▸ **WHAT YOU SHOULD DO**
Rewrite the listing below with every "instance" replaced by "object" and all else kept the same, leaving the pictures out.

(Extracted records)
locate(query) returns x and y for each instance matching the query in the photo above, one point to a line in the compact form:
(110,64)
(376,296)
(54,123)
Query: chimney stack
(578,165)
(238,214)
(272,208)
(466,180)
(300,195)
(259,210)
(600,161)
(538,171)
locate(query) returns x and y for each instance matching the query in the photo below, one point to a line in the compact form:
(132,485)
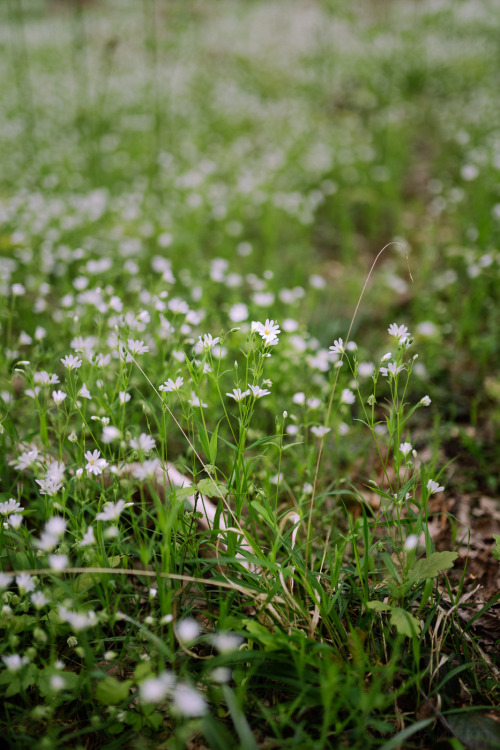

▸ **RESULT BELOW**
locate(query) returns x and y for each object matching the query in the photo above, one point to a line in the compact form:
(110,64)
(376,296)
(54,123)
Query: chimney stack
(578,165)
(238,214)
(272,208)
(466,180)
(300,195)
(259,210)
(600,161)
(538,171)
locate(query) returns x and y for each object matching the query in the photo below, one point to a line in the compact form:
(132,485)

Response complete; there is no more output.